* _Work task_:
Every line containing the word "instance" must be pulled from the records.

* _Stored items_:
* * * * *
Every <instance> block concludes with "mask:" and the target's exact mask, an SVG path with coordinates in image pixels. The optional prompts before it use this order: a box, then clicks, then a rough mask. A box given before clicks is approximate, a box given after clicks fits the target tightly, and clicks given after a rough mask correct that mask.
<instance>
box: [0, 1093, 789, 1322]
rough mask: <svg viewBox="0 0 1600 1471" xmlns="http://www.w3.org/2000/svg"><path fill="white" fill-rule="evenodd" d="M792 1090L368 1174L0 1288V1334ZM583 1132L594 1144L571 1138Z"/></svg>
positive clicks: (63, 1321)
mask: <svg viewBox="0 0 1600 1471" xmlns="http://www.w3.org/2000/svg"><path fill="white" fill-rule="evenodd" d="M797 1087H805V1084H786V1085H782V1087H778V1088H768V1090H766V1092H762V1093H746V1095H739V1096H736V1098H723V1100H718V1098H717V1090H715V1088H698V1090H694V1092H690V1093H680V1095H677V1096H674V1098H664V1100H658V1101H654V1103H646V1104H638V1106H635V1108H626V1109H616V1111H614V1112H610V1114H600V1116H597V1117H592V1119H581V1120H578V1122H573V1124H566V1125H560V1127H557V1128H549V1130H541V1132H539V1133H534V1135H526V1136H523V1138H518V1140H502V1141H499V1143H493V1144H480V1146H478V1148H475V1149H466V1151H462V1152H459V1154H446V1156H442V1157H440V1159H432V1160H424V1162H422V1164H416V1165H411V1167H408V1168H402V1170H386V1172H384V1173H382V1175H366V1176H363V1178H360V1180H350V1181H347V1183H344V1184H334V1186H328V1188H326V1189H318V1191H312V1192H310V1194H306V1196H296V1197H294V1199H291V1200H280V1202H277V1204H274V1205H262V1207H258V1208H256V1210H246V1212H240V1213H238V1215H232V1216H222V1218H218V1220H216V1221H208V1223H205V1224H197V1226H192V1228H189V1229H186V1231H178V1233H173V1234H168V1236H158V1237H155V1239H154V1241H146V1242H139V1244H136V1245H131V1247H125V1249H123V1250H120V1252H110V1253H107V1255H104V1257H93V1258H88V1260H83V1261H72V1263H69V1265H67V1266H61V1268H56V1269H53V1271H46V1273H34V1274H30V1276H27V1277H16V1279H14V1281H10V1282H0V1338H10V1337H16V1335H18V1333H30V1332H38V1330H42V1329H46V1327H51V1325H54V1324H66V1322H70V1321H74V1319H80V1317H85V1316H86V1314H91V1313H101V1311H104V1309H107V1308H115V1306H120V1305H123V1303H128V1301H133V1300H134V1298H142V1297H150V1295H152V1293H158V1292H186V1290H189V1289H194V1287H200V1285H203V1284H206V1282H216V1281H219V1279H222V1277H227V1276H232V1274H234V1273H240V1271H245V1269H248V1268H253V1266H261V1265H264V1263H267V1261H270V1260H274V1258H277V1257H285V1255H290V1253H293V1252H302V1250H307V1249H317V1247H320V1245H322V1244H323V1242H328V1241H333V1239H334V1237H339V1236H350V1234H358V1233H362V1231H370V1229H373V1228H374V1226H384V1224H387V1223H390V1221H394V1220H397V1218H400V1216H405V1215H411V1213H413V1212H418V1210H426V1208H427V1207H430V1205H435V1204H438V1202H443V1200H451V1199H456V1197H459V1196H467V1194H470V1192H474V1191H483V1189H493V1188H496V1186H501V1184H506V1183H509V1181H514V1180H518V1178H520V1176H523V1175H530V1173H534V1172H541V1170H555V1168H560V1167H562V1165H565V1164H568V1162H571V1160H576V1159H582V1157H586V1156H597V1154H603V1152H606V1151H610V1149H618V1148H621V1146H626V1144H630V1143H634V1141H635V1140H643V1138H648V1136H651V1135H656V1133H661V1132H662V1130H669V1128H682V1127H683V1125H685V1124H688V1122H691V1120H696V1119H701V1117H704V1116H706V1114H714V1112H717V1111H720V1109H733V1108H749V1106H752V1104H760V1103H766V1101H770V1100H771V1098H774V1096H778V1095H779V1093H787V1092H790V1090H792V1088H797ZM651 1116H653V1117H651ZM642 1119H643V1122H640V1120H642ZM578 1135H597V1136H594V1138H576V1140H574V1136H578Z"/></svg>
* * * * *
* _Solution to this exercise_:
Every <instance> block concludes with "mask:" and the target's exact mask, an SVG path with coordinates in image pixels. The optional prompts before it use this order: a box, then clicks, then a rough mask. A box given before clicks is approximate, a box given after clicks fits the target tightly, and clicks given after a rough mask correct that mask.
<instance>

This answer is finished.